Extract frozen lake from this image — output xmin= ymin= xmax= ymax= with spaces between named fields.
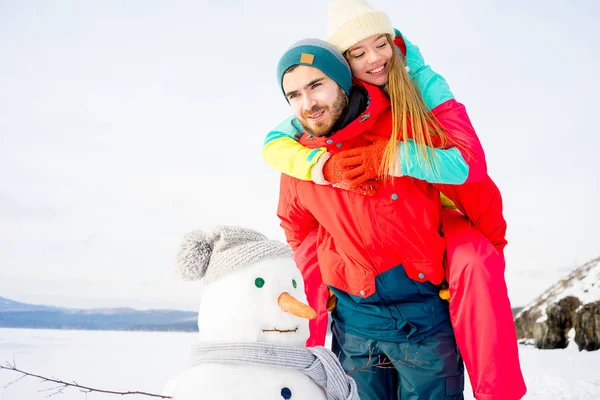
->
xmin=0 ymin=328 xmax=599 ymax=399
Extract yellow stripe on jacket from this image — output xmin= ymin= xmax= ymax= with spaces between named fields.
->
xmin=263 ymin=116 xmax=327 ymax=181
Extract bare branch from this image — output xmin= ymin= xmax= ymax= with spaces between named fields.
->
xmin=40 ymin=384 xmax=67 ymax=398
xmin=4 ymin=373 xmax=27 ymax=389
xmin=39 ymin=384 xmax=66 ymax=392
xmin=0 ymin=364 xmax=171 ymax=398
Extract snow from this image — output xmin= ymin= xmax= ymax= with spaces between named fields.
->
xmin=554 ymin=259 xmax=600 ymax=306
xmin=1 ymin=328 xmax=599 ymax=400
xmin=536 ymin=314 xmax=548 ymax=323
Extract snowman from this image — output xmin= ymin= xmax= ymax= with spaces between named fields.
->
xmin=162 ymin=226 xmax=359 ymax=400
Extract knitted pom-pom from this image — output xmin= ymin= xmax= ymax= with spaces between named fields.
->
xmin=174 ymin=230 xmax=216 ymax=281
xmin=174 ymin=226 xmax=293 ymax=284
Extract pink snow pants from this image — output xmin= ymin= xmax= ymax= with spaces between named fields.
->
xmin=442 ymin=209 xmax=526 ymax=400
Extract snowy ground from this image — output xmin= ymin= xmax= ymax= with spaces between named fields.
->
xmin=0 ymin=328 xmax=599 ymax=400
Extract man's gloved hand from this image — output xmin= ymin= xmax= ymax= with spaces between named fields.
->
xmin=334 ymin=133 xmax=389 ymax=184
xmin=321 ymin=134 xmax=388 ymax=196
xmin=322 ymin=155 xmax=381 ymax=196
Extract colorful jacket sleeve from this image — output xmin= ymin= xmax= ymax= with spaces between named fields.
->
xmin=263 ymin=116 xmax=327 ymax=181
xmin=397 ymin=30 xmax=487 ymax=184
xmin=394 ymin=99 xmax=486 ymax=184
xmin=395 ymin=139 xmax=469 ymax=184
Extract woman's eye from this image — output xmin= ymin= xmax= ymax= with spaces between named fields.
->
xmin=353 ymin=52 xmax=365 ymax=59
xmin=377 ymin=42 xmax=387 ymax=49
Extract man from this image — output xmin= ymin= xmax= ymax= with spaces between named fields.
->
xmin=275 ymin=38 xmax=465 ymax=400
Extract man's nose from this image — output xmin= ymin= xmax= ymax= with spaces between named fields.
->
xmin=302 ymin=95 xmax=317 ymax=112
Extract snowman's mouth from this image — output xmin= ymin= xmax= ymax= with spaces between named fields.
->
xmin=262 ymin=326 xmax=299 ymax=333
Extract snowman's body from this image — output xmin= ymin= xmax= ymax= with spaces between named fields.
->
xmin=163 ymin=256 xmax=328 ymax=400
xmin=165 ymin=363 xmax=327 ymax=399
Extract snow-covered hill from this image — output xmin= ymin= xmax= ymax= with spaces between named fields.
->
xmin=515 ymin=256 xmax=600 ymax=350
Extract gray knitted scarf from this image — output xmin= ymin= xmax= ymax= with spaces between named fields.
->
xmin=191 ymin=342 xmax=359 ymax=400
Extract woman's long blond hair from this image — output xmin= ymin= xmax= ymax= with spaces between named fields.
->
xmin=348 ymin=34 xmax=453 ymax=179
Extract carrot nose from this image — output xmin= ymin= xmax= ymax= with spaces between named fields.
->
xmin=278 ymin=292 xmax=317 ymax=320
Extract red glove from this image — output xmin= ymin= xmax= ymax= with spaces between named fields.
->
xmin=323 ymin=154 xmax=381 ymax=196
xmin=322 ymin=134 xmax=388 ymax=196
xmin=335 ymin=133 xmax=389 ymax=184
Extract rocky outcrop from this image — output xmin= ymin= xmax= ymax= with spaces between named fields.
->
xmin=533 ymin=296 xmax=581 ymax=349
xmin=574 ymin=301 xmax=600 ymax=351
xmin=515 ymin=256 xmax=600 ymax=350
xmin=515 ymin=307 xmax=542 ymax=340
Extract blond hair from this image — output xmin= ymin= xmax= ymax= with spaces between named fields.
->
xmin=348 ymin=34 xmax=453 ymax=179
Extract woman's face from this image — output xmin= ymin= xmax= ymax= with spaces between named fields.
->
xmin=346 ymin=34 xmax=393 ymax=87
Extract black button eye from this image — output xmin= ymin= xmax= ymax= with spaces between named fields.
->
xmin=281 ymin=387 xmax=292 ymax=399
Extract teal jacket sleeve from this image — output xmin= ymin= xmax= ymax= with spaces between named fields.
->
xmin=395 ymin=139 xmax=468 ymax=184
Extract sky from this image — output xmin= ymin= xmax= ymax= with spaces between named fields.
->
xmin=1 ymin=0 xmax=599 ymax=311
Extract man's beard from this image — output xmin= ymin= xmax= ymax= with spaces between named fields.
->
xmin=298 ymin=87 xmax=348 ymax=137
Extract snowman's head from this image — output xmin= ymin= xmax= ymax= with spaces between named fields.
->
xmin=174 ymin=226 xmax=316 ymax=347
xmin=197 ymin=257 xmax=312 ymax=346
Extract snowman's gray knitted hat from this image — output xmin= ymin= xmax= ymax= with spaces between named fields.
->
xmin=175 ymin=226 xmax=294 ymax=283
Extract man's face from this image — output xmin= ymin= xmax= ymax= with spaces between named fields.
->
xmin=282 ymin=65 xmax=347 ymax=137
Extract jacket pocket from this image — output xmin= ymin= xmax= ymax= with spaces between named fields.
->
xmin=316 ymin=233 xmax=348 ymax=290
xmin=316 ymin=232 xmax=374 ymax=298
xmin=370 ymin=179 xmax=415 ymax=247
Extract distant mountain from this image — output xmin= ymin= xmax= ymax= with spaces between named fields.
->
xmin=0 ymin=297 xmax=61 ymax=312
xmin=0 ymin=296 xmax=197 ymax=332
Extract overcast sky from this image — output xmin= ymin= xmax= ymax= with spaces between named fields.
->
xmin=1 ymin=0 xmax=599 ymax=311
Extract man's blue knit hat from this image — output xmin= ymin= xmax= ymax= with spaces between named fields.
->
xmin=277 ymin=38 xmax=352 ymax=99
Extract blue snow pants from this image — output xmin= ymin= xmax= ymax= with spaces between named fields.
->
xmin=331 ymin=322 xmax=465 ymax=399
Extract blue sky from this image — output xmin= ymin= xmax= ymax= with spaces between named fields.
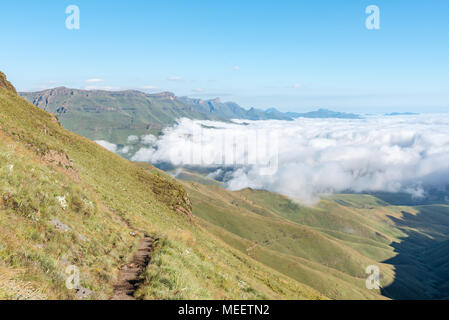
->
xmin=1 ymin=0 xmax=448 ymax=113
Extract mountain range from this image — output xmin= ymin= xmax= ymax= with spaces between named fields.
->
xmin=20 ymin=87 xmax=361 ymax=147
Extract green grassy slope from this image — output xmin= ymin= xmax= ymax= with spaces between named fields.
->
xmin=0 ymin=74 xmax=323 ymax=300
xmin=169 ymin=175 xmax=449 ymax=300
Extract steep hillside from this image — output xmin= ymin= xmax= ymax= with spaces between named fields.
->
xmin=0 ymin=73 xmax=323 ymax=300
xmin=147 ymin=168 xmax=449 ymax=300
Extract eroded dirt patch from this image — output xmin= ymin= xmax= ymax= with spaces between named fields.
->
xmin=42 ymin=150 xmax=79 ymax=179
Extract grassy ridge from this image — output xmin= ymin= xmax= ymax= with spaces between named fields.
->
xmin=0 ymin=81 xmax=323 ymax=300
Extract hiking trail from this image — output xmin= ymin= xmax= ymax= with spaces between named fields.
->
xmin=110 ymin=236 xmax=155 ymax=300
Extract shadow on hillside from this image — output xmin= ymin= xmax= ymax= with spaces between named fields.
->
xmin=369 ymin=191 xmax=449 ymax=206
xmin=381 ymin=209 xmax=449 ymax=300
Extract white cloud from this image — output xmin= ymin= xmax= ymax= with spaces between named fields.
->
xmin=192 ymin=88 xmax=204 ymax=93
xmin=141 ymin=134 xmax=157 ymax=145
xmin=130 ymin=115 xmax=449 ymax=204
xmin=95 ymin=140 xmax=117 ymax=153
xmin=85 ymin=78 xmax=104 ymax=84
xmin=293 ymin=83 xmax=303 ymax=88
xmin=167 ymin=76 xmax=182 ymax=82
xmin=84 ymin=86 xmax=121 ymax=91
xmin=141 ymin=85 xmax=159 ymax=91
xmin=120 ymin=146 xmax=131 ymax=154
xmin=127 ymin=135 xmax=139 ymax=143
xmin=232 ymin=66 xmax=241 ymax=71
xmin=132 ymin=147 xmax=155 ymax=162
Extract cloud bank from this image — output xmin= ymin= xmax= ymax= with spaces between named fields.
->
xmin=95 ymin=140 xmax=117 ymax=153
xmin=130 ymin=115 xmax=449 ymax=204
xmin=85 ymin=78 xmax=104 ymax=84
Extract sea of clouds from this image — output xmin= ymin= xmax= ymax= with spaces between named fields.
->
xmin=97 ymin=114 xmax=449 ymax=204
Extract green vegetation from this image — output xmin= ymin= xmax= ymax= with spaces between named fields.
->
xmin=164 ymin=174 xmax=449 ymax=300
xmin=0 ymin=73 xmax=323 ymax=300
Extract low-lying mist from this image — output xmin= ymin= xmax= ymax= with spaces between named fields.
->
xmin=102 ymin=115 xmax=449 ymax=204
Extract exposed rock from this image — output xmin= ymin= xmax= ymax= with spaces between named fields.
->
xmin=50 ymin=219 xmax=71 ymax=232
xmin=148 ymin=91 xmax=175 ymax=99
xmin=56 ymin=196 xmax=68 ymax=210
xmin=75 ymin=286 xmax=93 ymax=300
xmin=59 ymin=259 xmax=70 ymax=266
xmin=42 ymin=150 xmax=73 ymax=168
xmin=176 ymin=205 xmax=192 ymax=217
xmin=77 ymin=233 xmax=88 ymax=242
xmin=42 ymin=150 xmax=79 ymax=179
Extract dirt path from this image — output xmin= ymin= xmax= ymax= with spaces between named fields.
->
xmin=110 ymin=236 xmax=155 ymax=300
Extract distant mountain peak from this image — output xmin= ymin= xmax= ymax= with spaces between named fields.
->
_____
→ DIRECTIONS:
Return the span of lines in the data above that opens at the line with "Extract snowman's gray" and closes at the line with "Extract jacket pocket", exactly, ends included, nothing else.

→ SOLUTION:
Extract snowman's gray knitted hat from this image — output xmin= ymin= xmax= ymax= with spaces between named fields.
->
xmin=175 ymin=226 xmax=294 ymax=283
Extract man's face from this image — output xmin= ymin= xmax= ymax= with spaces between named fields.
->
xmin=282 ymin=65 xmax=347 ymax=137
Extract jacket pocket from this image — output xmin= ymin= xmax= ymax= with spaces between named fields.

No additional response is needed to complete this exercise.